▸ SHORT PROBLEM A: Pull out every line in the rows below that contains the word "door".

▸ EXTRACT:
▶
Posted by: robinson2000 | July 22, 2011

Buenos Aires

15th – 21st July

The journey up to BA was a real slog as there was a huge traffic accident on a major road leading into the capital. The trip was supposed to take 20 hours, but ended up lasting nearly 26 hours as we finally rolled into the gigantic main terminal around 9pm, after leaving Puerto Madryn at 7pm the previous night. To add to my general frustration and eagerness to leave the bus, the terminal was clogged full of buses, as over 100 coaches slowly funnelled into a single lane and waited for a bay to become free. It took over an hour from entering the terminal to finally stepping off the stuffy bus. My plan was to quickly locate the Metro station and travel by the underground to my chosen hostel. The terminal was unbelievably chaotic, so after asking several officials as to the whereabouts of the station, I gave up and hailed a cab. Arriving in a big city after dark and alone is always an intimidating experience as your tired from the travel, not quite sure where to go, and loaded up with all your valuables for any opportunistic thief, so the cab was the safest option. I was dropped off on the Avenue de Mayo, outside the legendary Hostel Estoril, apparently one of the top ten in the world that was highly recommended by Mr Spicer. Having not bothered to reserve a bed beforehand meant that the most popular levels to this 7 story hostel were booked-up, including the roof-top terrace floor that is its main selling point. I actually didn’t care at that point and would have settled for a bale of hay on the floor. In fact I would have rather been given a bale of hale as instead I was given a bed on the Israeli floor, who are purposely segregated from the rest of the hostel for being too noisy. My previous experiences of travelling Israelis has never been enjoyable to say the least, and this proved no different as I was made to feel as welcome as a fart in an elevator. It also happened to be a Friday night, which meant a testosterone fuelled party was in full swing in the corridor. After taking a quick shower, I escaped and headed out to find some food. The Av del Mayo is one of the major roads in BA with a host of restaurants to choose from. I ended up in a nice place, enjoying a rump steak and some wine at midnight.
◀
▸ DATASET:
▶
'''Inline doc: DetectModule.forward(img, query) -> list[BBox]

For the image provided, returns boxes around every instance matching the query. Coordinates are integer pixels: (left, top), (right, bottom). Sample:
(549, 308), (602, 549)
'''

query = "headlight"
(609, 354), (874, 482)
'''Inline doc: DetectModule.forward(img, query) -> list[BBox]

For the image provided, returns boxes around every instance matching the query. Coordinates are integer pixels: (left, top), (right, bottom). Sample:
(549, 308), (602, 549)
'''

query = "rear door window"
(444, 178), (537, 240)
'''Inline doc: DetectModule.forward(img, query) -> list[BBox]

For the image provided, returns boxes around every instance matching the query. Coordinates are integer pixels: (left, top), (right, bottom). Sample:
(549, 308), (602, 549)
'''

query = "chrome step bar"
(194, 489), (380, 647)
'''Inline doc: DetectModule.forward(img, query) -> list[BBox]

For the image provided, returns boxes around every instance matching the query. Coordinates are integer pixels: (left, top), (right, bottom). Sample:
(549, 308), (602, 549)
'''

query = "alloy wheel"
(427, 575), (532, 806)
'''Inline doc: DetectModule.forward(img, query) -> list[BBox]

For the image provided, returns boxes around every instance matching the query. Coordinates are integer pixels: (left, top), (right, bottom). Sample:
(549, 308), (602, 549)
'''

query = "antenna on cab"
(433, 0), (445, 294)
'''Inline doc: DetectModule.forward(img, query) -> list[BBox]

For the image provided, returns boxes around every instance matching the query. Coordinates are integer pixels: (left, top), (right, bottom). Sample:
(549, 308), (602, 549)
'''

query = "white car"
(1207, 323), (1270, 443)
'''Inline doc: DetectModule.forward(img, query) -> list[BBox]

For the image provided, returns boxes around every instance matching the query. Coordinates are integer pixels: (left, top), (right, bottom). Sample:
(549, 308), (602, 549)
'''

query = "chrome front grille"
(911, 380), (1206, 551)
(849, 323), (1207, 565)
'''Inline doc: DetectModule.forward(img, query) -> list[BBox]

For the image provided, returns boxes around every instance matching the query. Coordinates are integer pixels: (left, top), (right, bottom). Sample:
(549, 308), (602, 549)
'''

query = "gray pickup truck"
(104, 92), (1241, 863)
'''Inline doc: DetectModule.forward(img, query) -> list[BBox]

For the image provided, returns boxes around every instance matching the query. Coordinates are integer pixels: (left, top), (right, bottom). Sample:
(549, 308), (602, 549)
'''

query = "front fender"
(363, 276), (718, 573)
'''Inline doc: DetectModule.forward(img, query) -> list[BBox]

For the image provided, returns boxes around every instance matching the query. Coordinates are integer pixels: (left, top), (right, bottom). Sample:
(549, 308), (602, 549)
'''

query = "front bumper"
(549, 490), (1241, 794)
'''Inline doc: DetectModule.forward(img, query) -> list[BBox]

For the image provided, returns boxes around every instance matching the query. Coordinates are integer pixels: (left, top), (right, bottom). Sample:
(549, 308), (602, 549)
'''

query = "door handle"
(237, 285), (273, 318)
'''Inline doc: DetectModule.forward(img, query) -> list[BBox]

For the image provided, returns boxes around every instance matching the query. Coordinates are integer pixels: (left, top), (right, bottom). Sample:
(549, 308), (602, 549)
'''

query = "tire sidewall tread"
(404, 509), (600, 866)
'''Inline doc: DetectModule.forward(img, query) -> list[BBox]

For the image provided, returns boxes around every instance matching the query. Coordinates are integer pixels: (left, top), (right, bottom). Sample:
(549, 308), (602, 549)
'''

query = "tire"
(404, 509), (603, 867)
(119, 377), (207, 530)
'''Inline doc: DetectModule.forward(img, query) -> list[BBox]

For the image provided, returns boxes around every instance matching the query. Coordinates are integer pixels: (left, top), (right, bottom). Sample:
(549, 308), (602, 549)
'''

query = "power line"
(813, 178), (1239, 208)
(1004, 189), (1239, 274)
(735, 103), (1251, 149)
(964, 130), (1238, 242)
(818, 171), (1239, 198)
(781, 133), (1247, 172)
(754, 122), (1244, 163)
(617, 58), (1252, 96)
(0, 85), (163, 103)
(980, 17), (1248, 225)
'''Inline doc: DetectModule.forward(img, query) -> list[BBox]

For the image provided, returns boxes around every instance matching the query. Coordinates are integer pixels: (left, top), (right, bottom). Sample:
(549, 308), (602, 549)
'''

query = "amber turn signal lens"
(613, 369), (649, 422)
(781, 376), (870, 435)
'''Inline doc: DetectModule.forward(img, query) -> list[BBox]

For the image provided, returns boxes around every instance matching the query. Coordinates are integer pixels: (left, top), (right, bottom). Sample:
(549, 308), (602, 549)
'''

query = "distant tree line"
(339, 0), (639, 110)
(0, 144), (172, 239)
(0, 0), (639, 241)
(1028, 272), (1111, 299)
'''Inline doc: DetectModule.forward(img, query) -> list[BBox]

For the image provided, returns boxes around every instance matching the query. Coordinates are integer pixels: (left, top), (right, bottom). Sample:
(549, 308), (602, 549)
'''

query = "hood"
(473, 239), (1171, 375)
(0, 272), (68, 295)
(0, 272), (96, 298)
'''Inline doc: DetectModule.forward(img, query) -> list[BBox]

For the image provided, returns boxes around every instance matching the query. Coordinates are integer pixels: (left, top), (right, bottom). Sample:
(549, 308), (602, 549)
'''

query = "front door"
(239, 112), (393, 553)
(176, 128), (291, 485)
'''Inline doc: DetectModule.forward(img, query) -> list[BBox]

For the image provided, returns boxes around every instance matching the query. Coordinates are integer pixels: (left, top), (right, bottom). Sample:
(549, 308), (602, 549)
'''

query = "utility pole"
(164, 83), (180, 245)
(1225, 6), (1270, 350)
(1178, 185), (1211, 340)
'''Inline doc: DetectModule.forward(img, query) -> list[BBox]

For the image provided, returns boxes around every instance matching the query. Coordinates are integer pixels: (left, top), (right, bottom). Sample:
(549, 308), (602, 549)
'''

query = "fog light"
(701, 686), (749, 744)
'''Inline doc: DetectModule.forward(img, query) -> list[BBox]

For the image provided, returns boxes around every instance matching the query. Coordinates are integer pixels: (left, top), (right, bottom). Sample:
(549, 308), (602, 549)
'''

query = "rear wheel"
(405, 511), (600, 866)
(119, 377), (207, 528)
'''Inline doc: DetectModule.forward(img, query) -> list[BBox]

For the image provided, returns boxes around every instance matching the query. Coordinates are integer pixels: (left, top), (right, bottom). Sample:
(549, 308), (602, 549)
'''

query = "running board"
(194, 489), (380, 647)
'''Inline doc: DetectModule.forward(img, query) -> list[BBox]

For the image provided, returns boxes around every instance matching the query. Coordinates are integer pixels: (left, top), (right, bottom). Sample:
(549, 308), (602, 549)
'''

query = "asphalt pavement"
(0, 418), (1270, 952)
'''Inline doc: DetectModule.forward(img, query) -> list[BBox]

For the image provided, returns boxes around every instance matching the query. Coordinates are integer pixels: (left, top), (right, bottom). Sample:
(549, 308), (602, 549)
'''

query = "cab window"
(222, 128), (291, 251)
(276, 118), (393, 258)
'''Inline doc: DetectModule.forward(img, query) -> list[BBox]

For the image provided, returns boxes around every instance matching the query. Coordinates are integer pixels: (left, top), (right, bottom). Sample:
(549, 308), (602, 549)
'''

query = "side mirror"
◀
▸ SHORT PROBLEM B: Reproduce the Buenos Aires blog post above in full, word for word.

▸ PROBLEM SOLUTION A:
query = "rear door window"
query = "door handle"
query = "front door"

▸ PROBLEM SOLUTION B:
Posted by: robinson2000 | July 22, 2011

Buenos Aires

15th – 21st July

The journey up to BA was a real slog as there was a huge traffic accident on a major road leading into the capital. The trip was supposed to take 20 hours, but ended up lasting nearly 26 hours as we finally rolled into the gigantic main terminal around 9pm, after leaving Puerto Madryn at 7pm the previous night. To add to my general frustration and eagerness to leave the bus, the terminal was clogged full of buses, as over 100 coaches slowly funnelled into a single lane and waited for a bay to become free. It took over an hour from entering the terminal to finally stepping off the stuffy bus. My plan was to quickly locate the Metro station and travel by the underground to my chosen hostel. The terminal was unbelievably chaotic, so after asking several officials as to the whereabouts of the station, I gave up and hailed a cab. Arriving in a big city after dark and alone is always an intimidating experience as your tired from the travel, not quite sure where to go, and loaded up with all your valuables for any opportunistic thief, so the cab was the safest option. I was dropped off on the Avenue de Mayo, outside the legendary Hostel Estoril, apparently one of the top ten in the world that was highly recommended by Mr Spicer. Having not bothered to reserve a bed beforehand meant that the most popular levels to this 7 story hostel were booked-up, including the roof-top terrace floor that is its main selling point. I actually didn’t care at that point and would have settled for a bale of hay on the floor. In fact I would have rather been given a bale of hale as instead I was given a bed on the Israeli floor, who are purposely segregated from the rest of the hostel for being too noisy. My previous experiences of travelling Israelis has never been enjoyable to say the least, and this proved no different as I was made to feel as welcome as a fart in an elevator. It also happened to be a Friday night, which meant a testosterone fuelled party was in full swing in the corridor. After taking a quick shower, I escaped and headed out to find some food. The Av del Mayo is one of the major roads in BA with a host of restaurants to choose from. I ended up in a nice place, enjoying a rump steak and some wine at midnight.